# GOAL
Every entry below must be repeated exactly; skip the pictures.

# GIVEN DATA
— start —
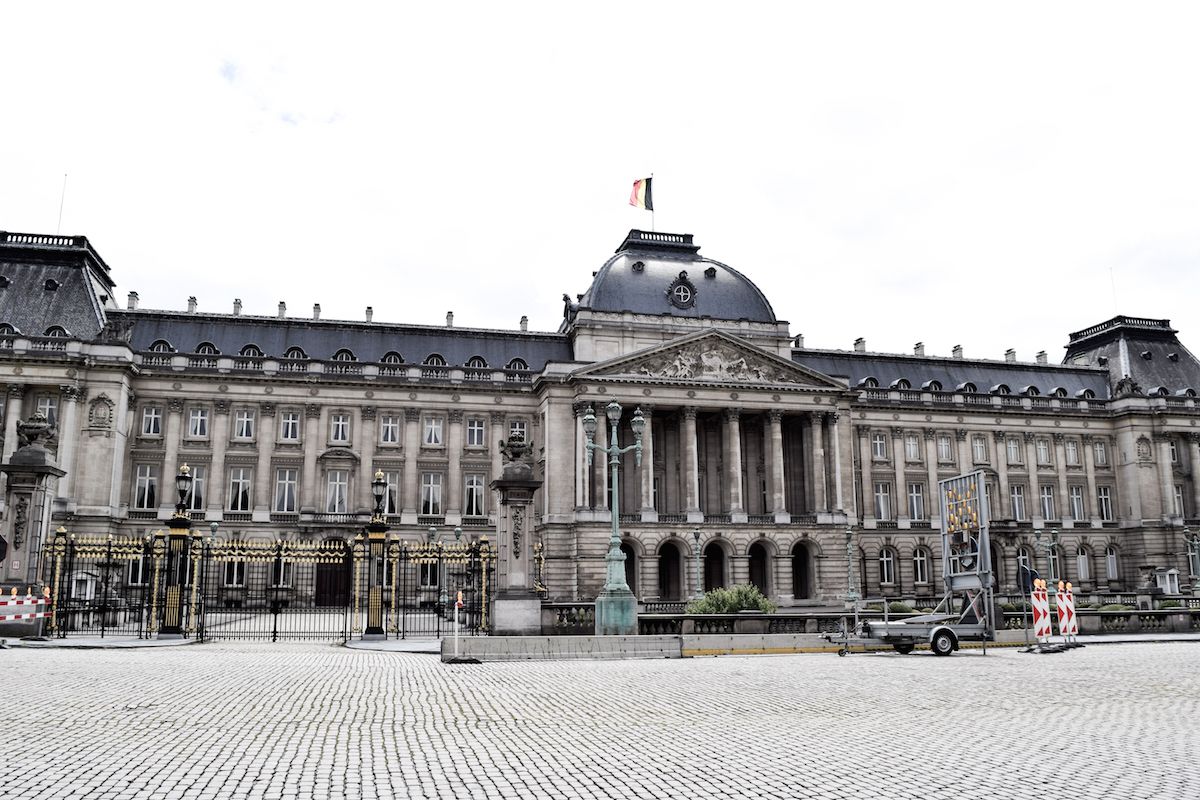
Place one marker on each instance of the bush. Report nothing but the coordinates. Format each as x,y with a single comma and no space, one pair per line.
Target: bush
743,597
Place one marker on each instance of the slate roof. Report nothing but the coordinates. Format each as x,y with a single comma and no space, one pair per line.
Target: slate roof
887,368
1145,349
322,338
645,266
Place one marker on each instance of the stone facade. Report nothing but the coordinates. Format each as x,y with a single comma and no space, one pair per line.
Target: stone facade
766,449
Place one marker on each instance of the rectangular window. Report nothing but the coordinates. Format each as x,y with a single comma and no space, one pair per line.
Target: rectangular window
879,445
1017,493
475,433
151,421
196,495
882,500
1048,507
244,423
432,437
340,427
916,500
286,482
431,493
389,429
1104,503
474,495
391,498
289,426
336,486
198,422
239,488
48,407
145,487
1077,501
233,573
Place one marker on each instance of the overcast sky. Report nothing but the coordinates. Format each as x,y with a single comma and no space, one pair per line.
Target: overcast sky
995,175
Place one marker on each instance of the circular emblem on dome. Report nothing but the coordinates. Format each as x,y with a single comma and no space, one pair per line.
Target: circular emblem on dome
682,292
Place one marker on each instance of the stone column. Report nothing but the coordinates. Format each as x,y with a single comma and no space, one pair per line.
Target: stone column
898,465
220,441
690,464
1165,476
868,481
69,434
934,511
264,434
412,451
775,464
820,495
312,445
733,461
454,468
11,417
649,513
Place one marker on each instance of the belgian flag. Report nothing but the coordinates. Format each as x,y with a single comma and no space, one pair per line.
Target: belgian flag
641,196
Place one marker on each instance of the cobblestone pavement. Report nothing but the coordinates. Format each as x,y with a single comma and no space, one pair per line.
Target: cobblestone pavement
319,721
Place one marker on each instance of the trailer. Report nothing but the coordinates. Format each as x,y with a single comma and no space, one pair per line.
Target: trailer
966,609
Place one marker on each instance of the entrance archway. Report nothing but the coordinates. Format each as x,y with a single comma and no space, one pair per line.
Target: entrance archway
714,566
760,567
802,572
670,564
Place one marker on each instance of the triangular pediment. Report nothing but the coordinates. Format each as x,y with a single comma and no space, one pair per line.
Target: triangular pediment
708,358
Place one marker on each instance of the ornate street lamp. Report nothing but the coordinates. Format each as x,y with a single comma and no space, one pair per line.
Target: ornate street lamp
616,606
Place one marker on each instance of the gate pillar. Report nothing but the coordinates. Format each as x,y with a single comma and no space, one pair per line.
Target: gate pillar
517,607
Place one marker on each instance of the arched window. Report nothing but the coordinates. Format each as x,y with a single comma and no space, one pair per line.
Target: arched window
1083,564
887,566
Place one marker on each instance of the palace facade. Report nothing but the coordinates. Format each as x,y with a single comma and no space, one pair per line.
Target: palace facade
759,453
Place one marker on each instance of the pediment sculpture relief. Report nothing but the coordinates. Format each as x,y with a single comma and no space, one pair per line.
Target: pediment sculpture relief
713,362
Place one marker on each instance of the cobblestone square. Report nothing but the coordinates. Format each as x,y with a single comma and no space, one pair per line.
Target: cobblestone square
321,721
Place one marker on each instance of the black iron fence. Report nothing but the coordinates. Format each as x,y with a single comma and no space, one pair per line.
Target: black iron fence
197,587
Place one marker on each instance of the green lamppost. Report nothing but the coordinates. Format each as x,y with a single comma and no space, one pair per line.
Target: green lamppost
616,606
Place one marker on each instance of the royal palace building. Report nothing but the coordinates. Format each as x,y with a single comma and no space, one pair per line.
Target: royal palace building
759,453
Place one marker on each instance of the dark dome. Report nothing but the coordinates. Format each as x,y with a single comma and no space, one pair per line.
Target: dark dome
664,274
— end —
# RIGHT ANSWER
Place one marker on each instance of the bush. Report nothing but the coordinates. Format each as x,y with a single comma and no space, one pair per line.
Target: bush
743,597
Place one marker on each instance of the slate roof. Report nothing but the coordinates. Format each as x,y with a single comma and no space, one pair per line.
Target: slate roof
887,368
1145,349
322,338
645,266
Place one marker on each instance of the stone facade. Report nothing but the coordinates. Format each as x,y with a single comma and no space, one pair per line.
Target: stone facade
766,449
Place one marker on each instance of the rectangular window. Report nothing but the coordinates. Format each as x,y with a single comma and no space, one pair per line.
Target: rectangular window
879,445
1017,493
475,433
151,421
196,495
882,500
1048,507
244,423
432,437
340,427
916,500
286,482
431,493
389,429
1104,503
474,495
391,498
289,426
336,486
198,422
239,488
48,407
145,487
1077,501
233,573
Place one marker on each instance of the overcast sky. Report nothing but the coordinates. Format each as x,y with a single comma and no space, one pair per line.
Target: overcast sky
995,175
Place one marker on each instance of the circular emblem on dome. Report nothing but the coordinates. Format each as x,y with a single comma and no space, one pair per line.
Target: circular emblem on dome
682,292
Place one marker on each instance of the stone column. Report nothing but the coordinates. Format each as x,y with a single comma and no space, one pair per line.
Target: stone column
898,465
220,441
690,464
1165,476
868,481
69,434
934,511
264,434
412,451
775,464
820,495
312,445
733,461
454,468
11,417
649,513
Place one marker on each instance of the belgian flag. Report nothing but the coordinates. Format each as x,y with a single comma and no space, one pair per line.
Target: belgian flag
641,196
Place one marker on each instance of the cobblestone pavement. Report nothing but the coordinates. Format each as x,y with a single comma and no space, one pair per line.
Target: cobblestone pavement
319,721
Place one marker on each instance of the trailer. Report nothing but the coordinates. Format each as x,y with a single comma and no space, one pair per line.
Target: trailer
966,609
Place one marker on each instance of the entrance archway. Report nothing but the coordinates. Format each as x,y with a single comma and no space, one pair per line.
Target: entrance archway
714,566
760,567
802,572
670,564
Place one marker on each instance of the triangular pediment. Report nothing but the coordinates. Format each as x,y with a single comma and no space, one pair per line.
Target: triangular pediment
708,358
Place one marker on each instance of the ornate street lamp. Report nothing but the coordinates. Format each as x,y with a single comma and no space, one pair per line.
Target: ornate street lamp
616,606
Place one marker on each instance of the gate pillar. Report nothing but the coordinates. Format each as x,y with a single comma and no space, one pair per line.
Target: gate pillar
517,607
Place one marker on each instance of the arched window. Report nothing but the coordinates. Format each as x,y with a single comma and no space, one pair per line.
Target: arched window
1083,564
887,566
Place one marker on each instance of the palace facade. Report nothing but the coordinates. Format each as x,y with a single comma and no space, one pair per line.
Target: palace facade
759,453
Place one marker on each instance of the pediment sculpture relief. Report nothing but the coordinates. Format each as x,y with a single comma and no space, one pair per line.
Target: pediment sculpture relief
713,362
Place one marker on each instance of the cobblestone square. Report nothing but the coordinates. Format each as x,y with a single comma and no space, one pair per line.
Target: cobblestone square
321,721
Place one marker on each instance of the black iron fence. Report nothing but the coordinates. Format each as x,y with a single comma and no space, one pair per line.
Target: black iron fence
197,587
Place one marker on each instance of the green lamppost. Report nothing but the coordinates. Format each as x,y with a single comma and no space, one pair per line.
Target: green lamppost
616,606
Place one marker on each instance of the royal palace building. Report nothing but the coordinates. Format each as x,y with a single comma and no space, one pair per line.
Target: royal palace building
759,453
Place one marker on each instance of the dark dome. Report nothing but the coordinates. Format each as x,y with a single comma and no space, one pair per line.
Target: dark dome
664,274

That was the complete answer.